▶ **Your assignment**
Word for word, restate the lines of the material below from its first line through the one containing "Reviewer note: confirm that each instance of the tree trunk". Omit the rest.
○ ○ ○ ○
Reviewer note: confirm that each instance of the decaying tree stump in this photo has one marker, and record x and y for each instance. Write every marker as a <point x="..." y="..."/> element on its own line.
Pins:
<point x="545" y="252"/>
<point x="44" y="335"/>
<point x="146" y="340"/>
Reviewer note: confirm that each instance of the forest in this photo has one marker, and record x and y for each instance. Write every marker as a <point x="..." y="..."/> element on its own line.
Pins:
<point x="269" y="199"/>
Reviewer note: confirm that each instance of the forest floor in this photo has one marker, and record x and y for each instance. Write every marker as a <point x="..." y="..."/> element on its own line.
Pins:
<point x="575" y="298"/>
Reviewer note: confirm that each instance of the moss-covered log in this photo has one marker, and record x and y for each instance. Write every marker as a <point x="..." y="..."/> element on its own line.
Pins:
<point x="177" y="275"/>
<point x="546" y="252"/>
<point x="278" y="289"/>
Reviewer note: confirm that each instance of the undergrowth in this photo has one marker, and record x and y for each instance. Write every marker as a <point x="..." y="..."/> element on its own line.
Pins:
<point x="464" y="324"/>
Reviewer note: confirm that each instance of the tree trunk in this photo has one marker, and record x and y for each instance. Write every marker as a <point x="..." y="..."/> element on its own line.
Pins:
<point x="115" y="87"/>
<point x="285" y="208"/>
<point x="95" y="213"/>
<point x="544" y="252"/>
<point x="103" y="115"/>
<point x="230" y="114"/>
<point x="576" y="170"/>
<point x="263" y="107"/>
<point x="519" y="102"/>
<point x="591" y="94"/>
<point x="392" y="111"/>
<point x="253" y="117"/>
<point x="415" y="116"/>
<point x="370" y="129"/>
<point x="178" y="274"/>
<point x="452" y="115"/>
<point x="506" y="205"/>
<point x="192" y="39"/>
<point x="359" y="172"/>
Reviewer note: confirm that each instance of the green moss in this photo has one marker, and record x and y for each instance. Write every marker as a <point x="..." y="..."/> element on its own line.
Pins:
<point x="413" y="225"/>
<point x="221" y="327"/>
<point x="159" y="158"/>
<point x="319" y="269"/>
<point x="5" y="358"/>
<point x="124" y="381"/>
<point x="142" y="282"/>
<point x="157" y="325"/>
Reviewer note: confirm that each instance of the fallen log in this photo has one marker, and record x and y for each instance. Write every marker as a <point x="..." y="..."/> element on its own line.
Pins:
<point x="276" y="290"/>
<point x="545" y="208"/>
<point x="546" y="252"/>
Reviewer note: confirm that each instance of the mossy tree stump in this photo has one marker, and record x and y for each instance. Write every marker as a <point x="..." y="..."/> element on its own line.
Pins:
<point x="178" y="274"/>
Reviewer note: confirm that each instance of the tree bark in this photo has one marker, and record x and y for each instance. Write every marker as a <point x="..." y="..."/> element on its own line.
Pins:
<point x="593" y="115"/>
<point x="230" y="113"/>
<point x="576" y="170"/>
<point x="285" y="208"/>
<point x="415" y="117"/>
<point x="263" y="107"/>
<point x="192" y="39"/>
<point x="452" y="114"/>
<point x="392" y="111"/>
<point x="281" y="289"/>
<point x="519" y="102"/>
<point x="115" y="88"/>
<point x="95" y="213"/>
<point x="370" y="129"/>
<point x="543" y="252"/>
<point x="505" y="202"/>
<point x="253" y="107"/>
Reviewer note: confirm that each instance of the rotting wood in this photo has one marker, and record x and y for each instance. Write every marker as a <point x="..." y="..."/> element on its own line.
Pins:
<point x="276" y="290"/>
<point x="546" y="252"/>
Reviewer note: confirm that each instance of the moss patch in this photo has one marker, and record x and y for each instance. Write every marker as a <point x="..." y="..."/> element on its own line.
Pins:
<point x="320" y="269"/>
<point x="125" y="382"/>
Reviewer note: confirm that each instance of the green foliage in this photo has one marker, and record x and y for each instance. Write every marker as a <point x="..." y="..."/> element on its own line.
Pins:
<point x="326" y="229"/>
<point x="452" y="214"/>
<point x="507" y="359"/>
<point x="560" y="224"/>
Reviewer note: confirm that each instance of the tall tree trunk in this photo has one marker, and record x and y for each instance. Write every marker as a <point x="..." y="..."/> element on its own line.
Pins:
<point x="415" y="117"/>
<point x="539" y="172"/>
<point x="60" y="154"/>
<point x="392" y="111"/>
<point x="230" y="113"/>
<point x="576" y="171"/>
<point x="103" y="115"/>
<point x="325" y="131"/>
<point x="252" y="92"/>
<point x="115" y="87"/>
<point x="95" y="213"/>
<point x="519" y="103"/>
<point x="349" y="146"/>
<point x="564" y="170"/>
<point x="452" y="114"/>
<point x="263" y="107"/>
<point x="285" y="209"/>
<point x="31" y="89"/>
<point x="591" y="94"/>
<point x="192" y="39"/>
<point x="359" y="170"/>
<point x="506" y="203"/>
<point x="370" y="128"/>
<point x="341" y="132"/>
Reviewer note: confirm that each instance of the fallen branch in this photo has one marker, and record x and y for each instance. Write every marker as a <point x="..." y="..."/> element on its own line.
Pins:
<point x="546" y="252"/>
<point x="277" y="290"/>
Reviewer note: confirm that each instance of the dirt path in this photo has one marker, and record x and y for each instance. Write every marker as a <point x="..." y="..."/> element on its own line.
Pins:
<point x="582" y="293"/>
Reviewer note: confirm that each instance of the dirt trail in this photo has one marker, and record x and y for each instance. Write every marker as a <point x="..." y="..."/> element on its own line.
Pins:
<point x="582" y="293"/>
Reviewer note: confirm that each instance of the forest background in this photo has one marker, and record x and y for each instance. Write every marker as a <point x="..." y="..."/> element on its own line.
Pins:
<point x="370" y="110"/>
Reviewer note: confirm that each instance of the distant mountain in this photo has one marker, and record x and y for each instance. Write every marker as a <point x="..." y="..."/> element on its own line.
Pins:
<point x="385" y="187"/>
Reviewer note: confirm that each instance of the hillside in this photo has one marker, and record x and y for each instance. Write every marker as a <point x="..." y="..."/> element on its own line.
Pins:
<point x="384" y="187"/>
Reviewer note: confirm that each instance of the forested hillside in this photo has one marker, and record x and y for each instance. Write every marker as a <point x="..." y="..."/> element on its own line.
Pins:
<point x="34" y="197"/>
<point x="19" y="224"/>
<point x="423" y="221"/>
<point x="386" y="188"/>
○ ○ ○ ○
▶ **Response area**
Reviewer note: confirm that each instance of the decaying tree stump in this photo has one marker, and record x and y for each instance. Write every marker as a <point x="..." y="..."/> element on its own line.
Pins:
<point x="545" y="252"/>
<point x="44" y="335"/>
<point x="146" y="340"/>
Reviewer note: confirm that each instance of the forest in this photo has one marker, and record x and y for each instance. Write every marker as a <point x="..." y="..."/> element on its own line.
Pins:
<point x="269" y="199"/>
Reviewer note: confirm that each instance of the forest floor in this photo has one marker, and record x and y for each instance. Write every marker as a <point x="..." y="..."/> element on its own line.
Pins:
<point x="575" y="298"/>
Reviewer note: confirm that each instance of the moss-covered log in this photo has one marker, and record x and y for each instance. Write every marker as a <point x="..." y="..."/> element on its own line.
Pins:
<point x="177" y="275"/>
<point x="546" y="252"/>
<point x="278" y="289"/>
Reviewer note: confirm that each instance of the undergrowth in this photo has one marker, and record x and y for each instance. Write every marker as a <point x="..." y="..."/> element on its own line.
Pins:
<point x="464" y="324"/>
Reviewer note: confirm that each instance of the tree trunk in this photo has one marker, and record x and y for each instance. Write every marker as a <point x="..." y="..."/> element on its own line.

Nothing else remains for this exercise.